▶ _WORK INSTRUCTION A_
In the article on stem cells for placenta tissue, what state did adult skin cells enter during the reprogramming pathway?
▶ _WORK INSTRUCTION B_
Reproduce the part of the article on stem cells for placenta tissue that runs from "The ability to" up to and including "been largely unknown.".

▶ _STUDY TEXT_

—————

A new way to create stem cells that are able to produce placenta tissue has been discovered, potentially leading to new treatments for placenta complications that may arise during pregnancy.
A collaborative research team from Australia and Singapore studied the molecular changes that occur when adult skin cells become induced pluripotent stem cells (iPSCs). Whilst undertaking this study they made the unexpected discovery of a method to produce stem cells that are able to differentiate into placenta tissue.
Professor Jose Polo, who led the study, said 'This is really important, because iPSCs cannot give rise to the placenta, thus all the advances in disease modelling and cell therapy that iPSCs have brought about did not translate to the placenta'.
The ability to produce human organ tissue from stem cells is a widely known process. Adult skin cells are able to be genetically reprogrammed into iPSCs, which can then be used to develop human organ tissue. The production of human tissues in this way has been very important, as it has enabled new opportunities for personalised cell therapies and regenerative medicine.
However, these stem cells are unable to differentiate into placenta cells, and the pathway and mechanism that allows adult skin cells to be reprogrammed into iPSCs has been largely unknown.
Professor Polo's team found that during the reprogramming pathway the adult skin cells entered a trophoblast-like state. The trophoblast is a collection of cells which forms the outer layer of the structure found in the early development of an embryo. They found that this trophoblast-like state could be captured, and cells in this state were then able to be reprogrammed into induced trophoblast stem cells (iTSCs). The iTSCs are then able to give rise to placenta tissue.
Dr Owen Rackham, co-lead author of the study, said: 'This study demonstrates how by successfully combining both cutting edge experimental and computational tools, basic science leads to unexpected discoveries that can be transformative.'
According to the international research team, these results open up the potential for the development of new treatments for placenta complications that may arise during pregnancy, and the measurement of drug toxicity to placenta cells, which also has implications during pregnancy.
This research was recently published in Nature.

—————

▶ _EXTRACTED INFORMATION_
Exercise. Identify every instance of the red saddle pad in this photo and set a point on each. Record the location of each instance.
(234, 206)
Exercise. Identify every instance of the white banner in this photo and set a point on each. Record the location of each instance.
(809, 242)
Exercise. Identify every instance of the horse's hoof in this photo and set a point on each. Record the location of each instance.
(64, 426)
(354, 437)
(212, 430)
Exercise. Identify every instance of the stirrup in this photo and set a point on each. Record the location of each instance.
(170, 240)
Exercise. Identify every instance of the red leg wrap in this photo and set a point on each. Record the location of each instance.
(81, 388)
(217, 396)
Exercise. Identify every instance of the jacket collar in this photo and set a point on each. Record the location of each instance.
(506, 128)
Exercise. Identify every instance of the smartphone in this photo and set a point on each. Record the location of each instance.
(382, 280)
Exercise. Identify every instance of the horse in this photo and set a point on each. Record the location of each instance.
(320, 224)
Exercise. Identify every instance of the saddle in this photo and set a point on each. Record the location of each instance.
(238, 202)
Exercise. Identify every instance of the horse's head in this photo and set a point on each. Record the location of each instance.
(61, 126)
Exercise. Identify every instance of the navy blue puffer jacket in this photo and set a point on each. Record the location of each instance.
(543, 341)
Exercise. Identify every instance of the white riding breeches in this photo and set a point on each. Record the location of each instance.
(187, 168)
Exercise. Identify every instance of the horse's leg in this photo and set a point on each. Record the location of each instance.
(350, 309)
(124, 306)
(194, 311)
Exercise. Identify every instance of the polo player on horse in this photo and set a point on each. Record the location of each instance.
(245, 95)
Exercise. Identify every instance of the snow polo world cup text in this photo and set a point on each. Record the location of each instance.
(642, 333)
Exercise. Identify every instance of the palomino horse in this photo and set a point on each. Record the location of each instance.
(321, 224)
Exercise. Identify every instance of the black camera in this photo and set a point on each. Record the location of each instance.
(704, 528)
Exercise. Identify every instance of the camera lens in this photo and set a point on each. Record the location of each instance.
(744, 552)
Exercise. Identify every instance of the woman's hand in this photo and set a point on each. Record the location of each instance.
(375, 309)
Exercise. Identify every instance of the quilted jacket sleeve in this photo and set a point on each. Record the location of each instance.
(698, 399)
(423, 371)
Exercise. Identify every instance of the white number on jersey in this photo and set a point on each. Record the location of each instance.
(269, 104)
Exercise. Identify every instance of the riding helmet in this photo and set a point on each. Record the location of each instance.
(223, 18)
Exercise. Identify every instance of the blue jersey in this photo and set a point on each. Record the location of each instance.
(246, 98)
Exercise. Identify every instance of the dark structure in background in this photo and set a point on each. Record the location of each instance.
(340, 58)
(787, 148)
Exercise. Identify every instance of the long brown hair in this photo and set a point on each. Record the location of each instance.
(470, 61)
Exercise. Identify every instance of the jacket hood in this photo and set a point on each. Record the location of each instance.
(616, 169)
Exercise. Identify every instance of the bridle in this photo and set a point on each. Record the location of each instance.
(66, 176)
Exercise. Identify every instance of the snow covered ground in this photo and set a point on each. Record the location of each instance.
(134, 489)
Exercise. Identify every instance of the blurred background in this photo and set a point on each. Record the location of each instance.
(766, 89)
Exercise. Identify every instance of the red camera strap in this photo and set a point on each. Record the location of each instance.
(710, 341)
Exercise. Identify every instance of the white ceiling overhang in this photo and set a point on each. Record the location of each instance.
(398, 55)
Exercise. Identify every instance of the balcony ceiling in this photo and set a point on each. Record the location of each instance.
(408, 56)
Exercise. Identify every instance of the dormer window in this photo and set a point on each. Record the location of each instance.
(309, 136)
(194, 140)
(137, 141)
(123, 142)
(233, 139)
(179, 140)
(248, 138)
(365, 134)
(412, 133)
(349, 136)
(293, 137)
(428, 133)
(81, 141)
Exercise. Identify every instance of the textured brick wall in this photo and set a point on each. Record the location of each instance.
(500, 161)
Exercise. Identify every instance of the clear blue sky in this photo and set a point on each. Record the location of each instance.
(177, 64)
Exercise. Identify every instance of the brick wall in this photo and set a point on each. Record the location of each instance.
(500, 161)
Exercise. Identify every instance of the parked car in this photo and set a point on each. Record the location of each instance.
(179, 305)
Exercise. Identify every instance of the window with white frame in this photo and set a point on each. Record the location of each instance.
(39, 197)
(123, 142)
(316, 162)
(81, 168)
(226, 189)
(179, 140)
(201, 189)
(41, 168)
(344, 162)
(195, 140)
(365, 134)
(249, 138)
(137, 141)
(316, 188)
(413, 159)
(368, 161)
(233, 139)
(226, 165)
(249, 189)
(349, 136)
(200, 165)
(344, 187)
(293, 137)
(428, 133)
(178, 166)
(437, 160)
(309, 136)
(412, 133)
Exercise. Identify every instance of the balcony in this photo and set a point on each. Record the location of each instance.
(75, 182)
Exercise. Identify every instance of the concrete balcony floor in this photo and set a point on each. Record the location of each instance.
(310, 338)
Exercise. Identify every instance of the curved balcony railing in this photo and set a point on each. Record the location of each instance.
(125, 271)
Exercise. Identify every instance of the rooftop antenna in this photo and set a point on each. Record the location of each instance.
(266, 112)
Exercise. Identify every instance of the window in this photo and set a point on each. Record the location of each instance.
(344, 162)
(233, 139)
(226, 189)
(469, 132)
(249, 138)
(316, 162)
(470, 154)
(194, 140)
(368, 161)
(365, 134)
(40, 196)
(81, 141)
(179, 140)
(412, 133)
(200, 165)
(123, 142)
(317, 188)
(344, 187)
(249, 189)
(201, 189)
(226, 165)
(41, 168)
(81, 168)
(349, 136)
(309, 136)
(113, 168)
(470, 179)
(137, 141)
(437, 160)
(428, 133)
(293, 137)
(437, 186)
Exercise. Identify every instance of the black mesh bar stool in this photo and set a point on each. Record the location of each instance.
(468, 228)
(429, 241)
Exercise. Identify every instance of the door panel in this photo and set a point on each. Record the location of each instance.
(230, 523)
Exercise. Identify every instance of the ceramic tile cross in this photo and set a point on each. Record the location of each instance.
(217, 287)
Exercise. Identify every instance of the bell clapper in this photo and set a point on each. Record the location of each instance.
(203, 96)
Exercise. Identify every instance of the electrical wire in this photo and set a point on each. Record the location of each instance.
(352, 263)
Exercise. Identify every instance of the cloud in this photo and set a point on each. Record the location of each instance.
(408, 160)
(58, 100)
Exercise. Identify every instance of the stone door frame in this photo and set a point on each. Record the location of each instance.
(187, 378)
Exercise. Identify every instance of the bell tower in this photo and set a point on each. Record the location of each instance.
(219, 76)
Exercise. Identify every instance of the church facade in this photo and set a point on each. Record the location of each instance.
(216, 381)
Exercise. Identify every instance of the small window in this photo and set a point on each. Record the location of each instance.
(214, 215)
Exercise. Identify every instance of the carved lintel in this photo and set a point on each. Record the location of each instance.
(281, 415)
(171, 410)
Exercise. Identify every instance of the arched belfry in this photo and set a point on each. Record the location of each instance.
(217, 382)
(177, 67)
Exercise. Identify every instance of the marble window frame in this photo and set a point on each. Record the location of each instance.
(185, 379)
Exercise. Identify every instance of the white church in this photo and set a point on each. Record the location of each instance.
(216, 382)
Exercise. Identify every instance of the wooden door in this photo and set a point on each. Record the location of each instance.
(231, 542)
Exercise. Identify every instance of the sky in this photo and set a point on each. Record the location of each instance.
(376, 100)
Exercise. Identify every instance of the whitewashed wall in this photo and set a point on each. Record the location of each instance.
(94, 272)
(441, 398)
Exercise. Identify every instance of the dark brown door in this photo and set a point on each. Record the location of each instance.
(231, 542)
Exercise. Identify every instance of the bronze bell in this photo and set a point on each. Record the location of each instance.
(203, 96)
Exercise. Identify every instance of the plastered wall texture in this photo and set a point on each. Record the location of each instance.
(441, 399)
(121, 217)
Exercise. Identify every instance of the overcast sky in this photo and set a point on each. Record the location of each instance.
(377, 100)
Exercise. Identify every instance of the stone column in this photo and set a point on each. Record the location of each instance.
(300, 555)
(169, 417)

—————

▶ _ANSWER BOX A_
A trophoblast-like state.

▶ _ANSWER BOX B_
The ability to produce human organ tissue from stem cells is a widely known process. Adult skin cells are able to be genetically reprogrammed into iPSCs, which can then be used to develop human organ tissue. The production of human tissues in this way has been very important, as it has enabled new opportunities for personalised cell therapies and regenerative medicine.
However, these stem cells are unable to differentiate into placenta cells, and the pathway and mechanism that allows adult skin cells to be reprogrammed into iPSCs has been largely unknown.